*** Opening of Exercise text ***
Mary Beth Rogers
Business Operations Manager
Leaning back was never an option for me. With my diagnosis and long term recovery, and now my sister’s breast cancer, I had to remove any space in my mind for negative thinking.
In my 14th year at Cisco, I was feeling great. It was the fall of 2011: Life was busy, work was good and challenging, and my family was healthy. I had no complaints.
Six months later, I found a painful lump in my breast. Initially, an aloof radiologist said it was nothing and come back in a year. I questioned this because the lump hurt. I immediately went to my doctor, who in turn sent me to breast specialist. The biopsy confirmed I had breast cancers – not just one but two.
After a couple months of denial, many tests, and professional opinions, on June 28, 2011, it was revealed that I had only one option: radical bilateral mastectomy. My sister Nene drove home with me so that I could tell our mom and brother about the situation. I suggested to Nene this would be a good time for her to switch doctors and she actually agreed and made the appointment from the car.
Seven days later, Nene called in a panic. She said she had been diagnosed with Stage 4 Inflammatory Breast Cancer. I thought it was a sick joke. She couldn’t have cancer; she was my little sister! All I could do was think about how I could manage in a way that kept her forward thinking, not steeped in “you have six months or less to live if you don’t start treatment.”
*** Close of Exercise text ***
● Goal of the exercise
List every family member of the writer that the breast cancer account mentions. These records have nothing to do with the text.
*** Opening of Recorded data ***
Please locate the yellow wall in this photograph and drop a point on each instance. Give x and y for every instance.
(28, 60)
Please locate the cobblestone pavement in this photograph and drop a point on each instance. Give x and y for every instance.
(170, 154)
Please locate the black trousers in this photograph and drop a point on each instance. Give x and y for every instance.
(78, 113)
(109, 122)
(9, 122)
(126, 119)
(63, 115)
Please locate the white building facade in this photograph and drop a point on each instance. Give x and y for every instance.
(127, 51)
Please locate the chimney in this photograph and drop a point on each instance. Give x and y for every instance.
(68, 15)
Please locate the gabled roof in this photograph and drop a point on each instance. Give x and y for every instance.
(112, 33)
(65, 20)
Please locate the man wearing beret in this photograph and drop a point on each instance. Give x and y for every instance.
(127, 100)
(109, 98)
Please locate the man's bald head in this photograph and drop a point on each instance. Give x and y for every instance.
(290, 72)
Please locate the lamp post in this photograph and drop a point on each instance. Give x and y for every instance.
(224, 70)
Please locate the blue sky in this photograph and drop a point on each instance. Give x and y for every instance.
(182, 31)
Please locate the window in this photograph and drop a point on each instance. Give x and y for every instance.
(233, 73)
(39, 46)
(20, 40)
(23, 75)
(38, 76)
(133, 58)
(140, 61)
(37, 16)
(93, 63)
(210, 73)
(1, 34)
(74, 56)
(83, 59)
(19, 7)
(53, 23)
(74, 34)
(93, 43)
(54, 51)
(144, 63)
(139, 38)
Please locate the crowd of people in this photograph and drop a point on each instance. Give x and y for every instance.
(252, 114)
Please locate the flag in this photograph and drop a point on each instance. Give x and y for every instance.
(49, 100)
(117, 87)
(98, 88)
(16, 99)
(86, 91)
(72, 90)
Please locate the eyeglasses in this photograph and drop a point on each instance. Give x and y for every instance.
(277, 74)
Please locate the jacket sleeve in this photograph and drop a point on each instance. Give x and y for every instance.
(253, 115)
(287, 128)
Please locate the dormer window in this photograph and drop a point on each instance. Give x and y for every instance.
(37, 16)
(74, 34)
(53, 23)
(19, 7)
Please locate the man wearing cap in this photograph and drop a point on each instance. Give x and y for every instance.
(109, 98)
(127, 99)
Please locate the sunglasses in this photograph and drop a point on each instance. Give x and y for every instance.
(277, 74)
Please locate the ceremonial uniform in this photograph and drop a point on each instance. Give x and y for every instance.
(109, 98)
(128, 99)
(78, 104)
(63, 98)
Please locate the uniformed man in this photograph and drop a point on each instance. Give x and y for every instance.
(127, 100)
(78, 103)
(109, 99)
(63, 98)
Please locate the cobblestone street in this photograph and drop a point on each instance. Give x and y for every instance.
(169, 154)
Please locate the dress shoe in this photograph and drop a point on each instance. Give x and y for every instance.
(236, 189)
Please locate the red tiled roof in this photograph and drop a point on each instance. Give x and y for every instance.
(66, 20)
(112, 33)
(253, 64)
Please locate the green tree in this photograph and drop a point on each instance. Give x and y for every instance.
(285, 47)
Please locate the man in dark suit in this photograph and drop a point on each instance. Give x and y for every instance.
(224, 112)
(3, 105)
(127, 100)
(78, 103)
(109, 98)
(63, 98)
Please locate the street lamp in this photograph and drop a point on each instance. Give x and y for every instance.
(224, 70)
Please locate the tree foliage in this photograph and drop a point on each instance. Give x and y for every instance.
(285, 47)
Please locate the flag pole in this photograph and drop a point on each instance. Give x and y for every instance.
*** Close of Recorded data ***
● Answer section
Her sister Nene, her mom, her brother